## START

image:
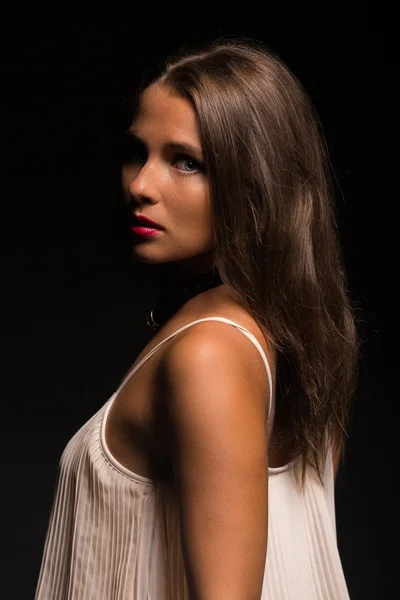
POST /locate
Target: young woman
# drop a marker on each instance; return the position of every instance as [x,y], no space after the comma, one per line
[209,473]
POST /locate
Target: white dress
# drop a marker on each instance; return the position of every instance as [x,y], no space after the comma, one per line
[115,535]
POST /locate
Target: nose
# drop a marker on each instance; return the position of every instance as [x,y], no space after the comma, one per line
[144,182]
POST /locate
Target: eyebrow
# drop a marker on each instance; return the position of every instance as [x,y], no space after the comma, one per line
[170,144]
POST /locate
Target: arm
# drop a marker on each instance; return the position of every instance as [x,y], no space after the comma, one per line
[216,422]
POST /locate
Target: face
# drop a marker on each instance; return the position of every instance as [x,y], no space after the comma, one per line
[164,178]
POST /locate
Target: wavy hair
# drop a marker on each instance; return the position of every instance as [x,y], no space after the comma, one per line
[276,241]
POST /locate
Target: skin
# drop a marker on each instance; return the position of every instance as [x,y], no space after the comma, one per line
[169,186]
[205,377]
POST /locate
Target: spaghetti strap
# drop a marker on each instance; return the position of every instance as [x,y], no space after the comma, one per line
[251,336]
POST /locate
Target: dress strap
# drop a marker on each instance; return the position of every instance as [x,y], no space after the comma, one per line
[223,320]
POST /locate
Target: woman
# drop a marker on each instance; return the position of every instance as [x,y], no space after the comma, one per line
[210,472]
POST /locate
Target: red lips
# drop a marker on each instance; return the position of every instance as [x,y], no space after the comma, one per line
[146,222]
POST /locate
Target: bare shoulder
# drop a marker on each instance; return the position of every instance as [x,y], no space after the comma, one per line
[215,417]
[215,353]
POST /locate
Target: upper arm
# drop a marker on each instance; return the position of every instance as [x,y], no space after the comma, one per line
[216,426]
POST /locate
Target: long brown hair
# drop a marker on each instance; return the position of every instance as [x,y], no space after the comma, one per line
[276,241]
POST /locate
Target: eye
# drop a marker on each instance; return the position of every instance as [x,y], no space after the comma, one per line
[192,163]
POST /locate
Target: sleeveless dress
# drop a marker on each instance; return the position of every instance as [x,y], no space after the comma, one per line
[115,535]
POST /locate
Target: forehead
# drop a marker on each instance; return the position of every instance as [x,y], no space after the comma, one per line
[163,111]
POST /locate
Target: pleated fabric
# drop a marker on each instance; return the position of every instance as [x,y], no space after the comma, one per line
[115,535]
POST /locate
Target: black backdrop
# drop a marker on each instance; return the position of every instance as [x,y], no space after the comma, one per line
[72,305]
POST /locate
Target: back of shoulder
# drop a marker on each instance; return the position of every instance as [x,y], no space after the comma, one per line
[211,358]
[205,344]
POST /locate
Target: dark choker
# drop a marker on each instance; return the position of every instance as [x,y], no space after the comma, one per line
[171,302]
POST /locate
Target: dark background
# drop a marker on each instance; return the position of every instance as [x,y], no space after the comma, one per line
[72,305]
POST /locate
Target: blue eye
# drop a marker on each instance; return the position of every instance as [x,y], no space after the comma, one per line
[190,161]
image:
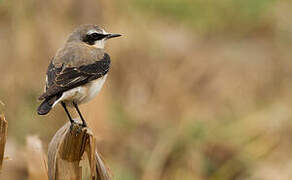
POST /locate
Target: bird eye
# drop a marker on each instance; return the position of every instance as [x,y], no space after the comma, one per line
[97,36]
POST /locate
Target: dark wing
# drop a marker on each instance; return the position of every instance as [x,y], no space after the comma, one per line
[62,79]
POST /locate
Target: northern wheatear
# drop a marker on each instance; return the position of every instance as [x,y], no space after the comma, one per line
[78,71]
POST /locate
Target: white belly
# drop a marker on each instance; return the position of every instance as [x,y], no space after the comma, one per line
[82,94]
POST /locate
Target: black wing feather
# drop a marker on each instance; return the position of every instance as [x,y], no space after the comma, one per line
[62,79]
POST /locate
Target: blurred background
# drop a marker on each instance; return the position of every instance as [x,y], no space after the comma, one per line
[197,89]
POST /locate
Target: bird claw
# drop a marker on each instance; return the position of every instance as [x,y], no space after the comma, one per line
[76,128]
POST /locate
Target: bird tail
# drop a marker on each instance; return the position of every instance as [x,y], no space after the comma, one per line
[45,107]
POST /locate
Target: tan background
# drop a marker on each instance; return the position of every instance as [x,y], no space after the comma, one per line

## END

• [PROMPT]: Copy the listing exactly. Any image in it stays out of the copy.

• [SOLUTION TO THIS TASK]:
image:
POST /locate
Target: young woman
# drop a marker on each instance; return the position of every instance as [x,y], no space after the comma, one per line
[209,473]
POST /locate
Target: white dress
# drop a marker on each instance; return the position of every instance as [x,y], no space after the comma, one per line
[115,535]
POST /locate
Target: nose
# drop a marker on each instance; return the position of every instance as [x,y], no space after the comma, one per line
[144,182]
POST /locate
Target: eyebrow
# drop a marker on each instance; return the position of every instance as [x,y], no space after the comma, one per line
[170,144]
POST /locate
Target: arm
# drop a marker on each instance; return the position of every instance as [x,y], no space after the comma, one per line
[216,422]
POST /locate
Target: face
# drop a marker on each instance; return the position of every instance as [x,y], no space after the comma, one per line
[164,178]
POST /locate
Target: wavy hair
# drop a marker on each instance; return the position of every instance as [x,y], no space after the comma, one per line
[276,241]
POST /locate
Target: skin
# drop a marker on each instance; return the position of every instance as [x,y], no space after the comma, one per line
[169,186]
[205,377]
POST /locate
Target: spaghetti strap
# drop a marker on each instance; return the position of every instance as [x,y], no space after the comma, one per line
[251,336]
POST /locate
Target: dress strap
# drop a marker on each instance; return the position of every instance as [x,y], no space after the comma, one per line
[223,320]
POST /locate
Target: woman
# drop a marker on each instance; return the position of every instance as [x,y], no space after the comma, one per line
[210,472]
POST /locate
Target: red lips
# drop a marker on each instance; return the position of every instance as [x,y], no space after the comma, one per line
[146,222]
POST /locate
Target: bare shoulder
# drop a marker on each instance; return the position of every instance as [x,y], no space after the comma, one per line
[215,417]
[215,353]
POST /locate
Target: upper arm
# drop a marker on each instance; return the position of every instance as [x,y], no space after the comma, one per line
[216,426]
POST /locate
Target: long brown hair
# drop a marker on each instance; return the position of every instance as [x,y], no space after the comma, one per line
[276,241]
POST /locate
Target: eye
# drop a marker on each instance; return the position of every instance as [x,y], no space after the comma, one per line
[192,163]
POST /locate
Target: sleeveless dress
# drop a marker on each instance; return the position of every instance as [x,y], no space after the comma, one per line
[115,535]
POST /locate
Target: forehead
# drop a marker on each instance; return the position of every instance as [x,y], no space after the comma, one per line
[163,111]
POST /locate
Target: pleated fabric
# drop a marker on each instance; return the position of every instance as [x,y], no space after the comma, one per line
[115,535]
POST /locate
Target: black backdrop
# drop a marker on each instance; return the position of every instance as [x,y], no space after the comma, one per line
[72,305]
POST /locate
Target: back of shoulder
# drop a marker on each instance; return the position of every instance as [x,y], no space after the comma, one per line
[211,358]
[205,344]
POST /locate
Target: dark choker
# drop a marker on each instance; return the position of every instance as [x,y], no space after the comma, one per line
[171,302]
POST /locate
Target: dark background
# drop a marker on each instance; return the position of every instance as [x,y], no space after the comma, one per line
[72,305]
POST /locate
Target: blue eye
# drop a marker on each instance; return the position of every instance as [x,y], no space after the comma, one per line
[190,161]
image:
POST /locate
Target: bird eye
# drop a marker on each instance; return the position of every instance as [x,y], no space after the comma, one per line
[97,36]
POST /locate
Target: dark wing
# drop a marker on each instance; return the position of every instance as [x,y], no space after the comma, one per line
[62,79]
POST /locate
Target: northern wheatear
# drop a marker on each instance; return the position of every instance as [x,y], no space after the comma, one per line
[78,71]
POST /locate
Target: white belly
# drop a marker on each instance; return the position of every instance as [x,y], no space after the comma, one per line
[82,94]
POST /locate
Target: black wing feather
# drop a marker on each instance; return the position of every instance as [x,y], no space after the comma, one per line
[62,79]
POST /locate
Target: blurred background
# drop a marker on each instance; return the position of every instance as [x,y], no space after the comma, one per line
[197,89]
POST /locate
Target: bird claw
# drop a marker on each instance; return the position of every instance as [x,y], no space after the comma, one per line
[76,128]
POST /locate
Target: bird tail
# drop a marker on each instance; return the position of every instance as [x,y], no space after the comma, one per line
[45,107]
POST /locate
Target: tan background
# drop a marker on each instance; return the position of every instance as [x,y], no space after the comma, one per line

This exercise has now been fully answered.